▸ Exercise instructions: Return the lines below exactly, starting with the line that contains "Identify a point for each instance of the shadow of" and stopping after the last line.

▸ Supplied records:
Begin

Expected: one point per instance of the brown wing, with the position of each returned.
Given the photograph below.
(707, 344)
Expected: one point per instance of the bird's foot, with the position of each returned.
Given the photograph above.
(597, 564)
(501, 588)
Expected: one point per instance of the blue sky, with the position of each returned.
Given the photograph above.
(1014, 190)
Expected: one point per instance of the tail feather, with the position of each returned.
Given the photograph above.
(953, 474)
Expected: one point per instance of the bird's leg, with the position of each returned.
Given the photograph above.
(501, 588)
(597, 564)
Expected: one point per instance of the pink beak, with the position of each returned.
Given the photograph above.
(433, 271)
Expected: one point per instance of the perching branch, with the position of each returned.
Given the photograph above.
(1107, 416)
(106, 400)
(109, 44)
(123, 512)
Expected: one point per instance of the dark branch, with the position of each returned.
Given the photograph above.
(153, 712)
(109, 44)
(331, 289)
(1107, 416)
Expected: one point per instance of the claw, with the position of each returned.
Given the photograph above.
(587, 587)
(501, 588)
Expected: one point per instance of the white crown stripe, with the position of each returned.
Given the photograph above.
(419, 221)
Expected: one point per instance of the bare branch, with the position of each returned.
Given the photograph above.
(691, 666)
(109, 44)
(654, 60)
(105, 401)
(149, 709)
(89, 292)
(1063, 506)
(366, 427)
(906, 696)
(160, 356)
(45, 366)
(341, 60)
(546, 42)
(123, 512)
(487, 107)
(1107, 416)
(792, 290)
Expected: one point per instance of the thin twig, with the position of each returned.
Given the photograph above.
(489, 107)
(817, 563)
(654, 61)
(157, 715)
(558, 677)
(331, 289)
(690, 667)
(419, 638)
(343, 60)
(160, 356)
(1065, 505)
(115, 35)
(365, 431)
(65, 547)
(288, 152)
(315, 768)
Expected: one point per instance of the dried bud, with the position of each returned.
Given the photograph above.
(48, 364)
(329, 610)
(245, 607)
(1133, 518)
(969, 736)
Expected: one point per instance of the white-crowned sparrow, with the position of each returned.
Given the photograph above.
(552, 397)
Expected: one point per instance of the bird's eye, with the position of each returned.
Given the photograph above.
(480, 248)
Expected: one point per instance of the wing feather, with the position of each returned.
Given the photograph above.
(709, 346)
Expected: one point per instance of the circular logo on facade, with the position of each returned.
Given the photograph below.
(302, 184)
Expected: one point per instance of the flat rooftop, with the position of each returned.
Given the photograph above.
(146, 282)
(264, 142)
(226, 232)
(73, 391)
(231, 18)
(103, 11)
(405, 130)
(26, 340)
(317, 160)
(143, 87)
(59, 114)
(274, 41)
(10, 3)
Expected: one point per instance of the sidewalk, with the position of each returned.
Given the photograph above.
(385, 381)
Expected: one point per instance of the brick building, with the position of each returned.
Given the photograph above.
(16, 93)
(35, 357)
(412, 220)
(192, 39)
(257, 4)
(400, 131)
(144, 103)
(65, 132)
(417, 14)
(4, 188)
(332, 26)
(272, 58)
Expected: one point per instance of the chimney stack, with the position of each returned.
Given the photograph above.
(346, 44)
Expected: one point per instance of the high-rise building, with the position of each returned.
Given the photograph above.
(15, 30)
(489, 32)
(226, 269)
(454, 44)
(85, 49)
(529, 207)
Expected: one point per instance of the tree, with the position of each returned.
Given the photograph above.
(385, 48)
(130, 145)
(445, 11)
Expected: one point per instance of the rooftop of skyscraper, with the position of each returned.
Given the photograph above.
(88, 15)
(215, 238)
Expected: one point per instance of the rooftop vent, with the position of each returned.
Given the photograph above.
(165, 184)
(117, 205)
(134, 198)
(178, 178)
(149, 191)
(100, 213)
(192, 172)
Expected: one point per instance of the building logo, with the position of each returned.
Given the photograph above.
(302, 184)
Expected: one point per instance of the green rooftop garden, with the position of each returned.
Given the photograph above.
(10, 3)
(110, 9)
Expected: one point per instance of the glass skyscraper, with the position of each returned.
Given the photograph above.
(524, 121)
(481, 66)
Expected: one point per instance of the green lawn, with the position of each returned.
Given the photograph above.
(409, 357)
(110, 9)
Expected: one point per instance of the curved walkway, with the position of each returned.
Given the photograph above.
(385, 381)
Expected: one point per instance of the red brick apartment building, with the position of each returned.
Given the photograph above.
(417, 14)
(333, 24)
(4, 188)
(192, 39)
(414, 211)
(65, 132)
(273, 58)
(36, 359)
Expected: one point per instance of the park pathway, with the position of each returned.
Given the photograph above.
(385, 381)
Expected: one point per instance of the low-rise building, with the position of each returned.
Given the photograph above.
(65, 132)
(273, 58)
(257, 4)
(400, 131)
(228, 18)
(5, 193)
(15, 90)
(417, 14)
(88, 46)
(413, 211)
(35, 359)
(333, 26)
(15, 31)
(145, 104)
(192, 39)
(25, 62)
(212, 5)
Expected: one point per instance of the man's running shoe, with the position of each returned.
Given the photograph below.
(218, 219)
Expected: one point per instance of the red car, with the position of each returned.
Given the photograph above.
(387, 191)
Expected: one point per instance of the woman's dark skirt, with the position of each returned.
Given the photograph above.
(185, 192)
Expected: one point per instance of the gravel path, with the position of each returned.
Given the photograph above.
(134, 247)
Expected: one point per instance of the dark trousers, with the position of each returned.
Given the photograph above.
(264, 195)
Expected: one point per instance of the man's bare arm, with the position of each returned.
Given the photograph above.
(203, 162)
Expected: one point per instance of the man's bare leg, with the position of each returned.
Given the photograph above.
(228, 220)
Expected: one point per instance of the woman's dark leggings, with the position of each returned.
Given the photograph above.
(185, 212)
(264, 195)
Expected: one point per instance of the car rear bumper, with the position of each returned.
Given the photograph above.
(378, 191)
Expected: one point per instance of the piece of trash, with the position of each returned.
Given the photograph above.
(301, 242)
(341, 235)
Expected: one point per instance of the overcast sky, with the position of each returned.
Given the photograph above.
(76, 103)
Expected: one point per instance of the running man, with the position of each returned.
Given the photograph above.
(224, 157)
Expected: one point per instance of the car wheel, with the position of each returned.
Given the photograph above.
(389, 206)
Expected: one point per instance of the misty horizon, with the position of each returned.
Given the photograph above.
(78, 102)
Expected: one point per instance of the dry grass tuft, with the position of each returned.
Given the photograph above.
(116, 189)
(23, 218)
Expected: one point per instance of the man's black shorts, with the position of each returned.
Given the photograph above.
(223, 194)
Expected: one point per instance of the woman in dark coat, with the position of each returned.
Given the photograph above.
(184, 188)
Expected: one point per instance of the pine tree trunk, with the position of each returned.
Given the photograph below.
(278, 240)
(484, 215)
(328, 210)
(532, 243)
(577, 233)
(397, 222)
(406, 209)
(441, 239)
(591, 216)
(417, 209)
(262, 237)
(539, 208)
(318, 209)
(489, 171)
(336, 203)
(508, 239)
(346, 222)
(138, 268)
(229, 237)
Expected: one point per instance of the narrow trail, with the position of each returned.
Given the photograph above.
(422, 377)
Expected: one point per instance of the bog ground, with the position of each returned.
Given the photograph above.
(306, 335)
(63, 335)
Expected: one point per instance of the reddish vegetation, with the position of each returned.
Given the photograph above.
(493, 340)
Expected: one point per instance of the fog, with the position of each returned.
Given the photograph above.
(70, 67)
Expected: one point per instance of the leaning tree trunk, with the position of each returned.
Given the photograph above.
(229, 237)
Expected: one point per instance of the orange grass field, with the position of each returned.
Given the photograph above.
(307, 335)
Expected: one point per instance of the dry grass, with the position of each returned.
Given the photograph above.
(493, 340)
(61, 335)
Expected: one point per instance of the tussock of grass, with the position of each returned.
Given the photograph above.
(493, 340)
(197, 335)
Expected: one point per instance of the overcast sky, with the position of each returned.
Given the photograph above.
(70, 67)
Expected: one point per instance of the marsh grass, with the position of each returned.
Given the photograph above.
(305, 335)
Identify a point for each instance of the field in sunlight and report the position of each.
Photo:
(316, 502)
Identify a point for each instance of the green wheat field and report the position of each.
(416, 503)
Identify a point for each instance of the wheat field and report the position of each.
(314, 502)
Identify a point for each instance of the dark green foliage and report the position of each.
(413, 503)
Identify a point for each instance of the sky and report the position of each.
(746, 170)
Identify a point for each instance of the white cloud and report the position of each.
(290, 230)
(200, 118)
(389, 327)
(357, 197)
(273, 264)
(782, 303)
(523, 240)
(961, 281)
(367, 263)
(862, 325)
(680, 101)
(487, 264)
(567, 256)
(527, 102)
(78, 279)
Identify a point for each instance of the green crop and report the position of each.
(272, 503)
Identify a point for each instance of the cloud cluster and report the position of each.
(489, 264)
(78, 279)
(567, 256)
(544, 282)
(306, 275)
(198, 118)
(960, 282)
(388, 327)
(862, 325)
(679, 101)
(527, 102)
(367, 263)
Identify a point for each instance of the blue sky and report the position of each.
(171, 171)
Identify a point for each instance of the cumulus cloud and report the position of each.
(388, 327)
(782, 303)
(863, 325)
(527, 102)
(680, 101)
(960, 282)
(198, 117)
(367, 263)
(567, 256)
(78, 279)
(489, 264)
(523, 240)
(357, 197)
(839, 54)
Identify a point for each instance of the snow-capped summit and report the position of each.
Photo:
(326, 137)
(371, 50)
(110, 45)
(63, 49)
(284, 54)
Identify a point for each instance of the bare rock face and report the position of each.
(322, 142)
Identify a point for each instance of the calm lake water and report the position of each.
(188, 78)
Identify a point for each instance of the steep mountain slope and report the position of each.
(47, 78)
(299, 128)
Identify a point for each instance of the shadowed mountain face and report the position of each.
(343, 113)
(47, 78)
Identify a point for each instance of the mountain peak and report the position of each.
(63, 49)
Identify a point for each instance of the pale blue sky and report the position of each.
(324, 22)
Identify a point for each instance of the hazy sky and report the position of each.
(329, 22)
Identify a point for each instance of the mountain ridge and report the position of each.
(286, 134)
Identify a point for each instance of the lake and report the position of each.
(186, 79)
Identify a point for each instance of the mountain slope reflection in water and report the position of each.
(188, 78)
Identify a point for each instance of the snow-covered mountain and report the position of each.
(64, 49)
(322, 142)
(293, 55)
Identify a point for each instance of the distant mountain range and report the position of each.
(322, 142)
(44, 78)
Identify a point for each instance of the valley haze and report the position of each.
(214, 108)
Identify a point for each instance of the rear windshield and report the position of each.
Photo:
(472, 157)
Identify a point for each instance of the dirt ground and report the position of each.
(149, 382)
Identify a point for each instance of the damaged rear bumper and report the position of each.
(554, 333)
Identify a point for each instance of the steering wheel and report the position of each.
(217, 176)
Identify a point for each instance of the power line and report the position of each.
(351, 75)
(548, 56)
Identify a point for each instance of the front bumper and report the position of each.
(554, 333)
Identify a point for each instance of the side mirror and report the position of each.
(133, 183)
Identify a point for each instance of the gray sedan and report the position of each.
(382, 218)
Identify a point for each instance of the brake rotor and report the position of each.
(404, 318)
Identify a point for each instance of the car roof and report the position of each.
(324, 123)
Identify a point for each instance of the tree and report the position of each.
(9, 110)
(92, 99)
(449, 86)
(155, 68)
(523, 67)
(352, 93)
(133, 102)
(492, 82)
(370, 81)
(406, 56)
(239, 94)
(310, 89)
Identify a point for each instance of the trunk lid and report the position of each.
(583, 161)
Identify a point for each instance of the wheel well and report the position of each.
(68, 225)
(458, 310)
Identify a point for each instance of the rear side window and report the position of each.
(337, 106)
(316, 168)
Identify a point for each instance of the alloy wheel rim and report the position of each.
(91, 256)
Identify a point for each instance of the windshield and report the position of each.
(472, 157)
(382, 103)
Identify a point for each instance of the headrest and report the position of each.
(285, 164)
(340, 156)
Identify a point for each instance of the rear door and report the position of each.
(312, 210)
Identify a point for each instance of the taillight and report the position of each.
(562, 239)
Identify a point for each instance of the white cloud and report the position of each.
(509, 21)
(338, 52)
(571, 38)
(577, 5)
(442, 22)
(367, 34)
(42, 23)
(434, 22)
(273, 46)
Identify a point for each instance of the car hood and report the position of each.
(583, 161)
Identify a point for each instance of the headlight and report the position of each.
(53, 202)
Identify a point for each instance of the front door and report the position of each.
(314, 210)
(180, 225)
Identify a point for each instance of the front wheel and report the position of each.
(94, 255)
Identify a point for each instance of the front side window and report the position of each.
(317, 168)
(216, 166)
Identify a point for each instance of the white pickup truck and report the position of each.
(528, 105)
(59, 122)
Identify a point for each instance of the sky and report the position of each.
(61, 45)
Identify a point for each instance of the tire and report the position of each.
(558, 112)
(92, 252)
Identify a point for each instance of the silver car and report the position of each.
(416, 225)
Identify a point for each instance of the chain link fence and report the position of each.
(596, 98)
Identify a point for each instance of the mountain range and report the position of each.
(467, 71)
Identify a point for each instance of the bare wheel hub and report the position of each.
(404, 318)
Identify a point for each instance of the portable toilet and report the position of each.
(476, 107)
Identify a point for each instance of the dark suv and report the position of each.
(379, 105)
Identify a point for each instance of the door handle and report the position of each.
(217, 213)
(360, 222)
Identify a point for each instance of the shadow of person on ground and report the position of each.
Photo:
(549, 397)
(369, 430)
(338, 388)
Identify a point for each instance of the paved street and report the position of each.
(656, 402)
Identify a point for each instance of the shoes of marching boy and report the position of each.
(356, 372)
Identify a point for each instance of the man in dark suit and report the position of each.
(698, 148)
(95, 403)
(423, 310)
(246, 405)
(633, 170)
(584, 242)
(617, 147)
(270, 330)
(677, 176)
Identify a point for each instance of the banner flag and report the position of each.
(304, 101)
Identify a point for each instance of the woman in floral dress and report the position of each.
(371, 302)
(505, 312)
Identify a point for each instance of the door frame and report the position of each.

End

▸ Task answer:
Identify a point for each instance of the shadow of person on ground and report the position of each.
Photo:
(549, 397)
(369, 430)
(338, 388)
Identify a point for each instance of the paved street and report the position of each.
(656, 402)
Identify a point for each instance of the shoes of marching boy and report the position of each.
(356, 372)
Identify a point for each instance of the man in dark suit and report the position of each.
(698, 148)
(95, 403)
(423, 310)
(246, 405)
(633, 170)
(584, 242)
(617, 147)
(270, 330)
(677, 176)
Identify a point for each instance of the banner flag and report the position of each.
(304, 101)
Identify a point for each instance of the woman in floral dress and report the position of each.
(371, 302)
(505, 312)
Identify a point for each instance of the door frame and report the position of each.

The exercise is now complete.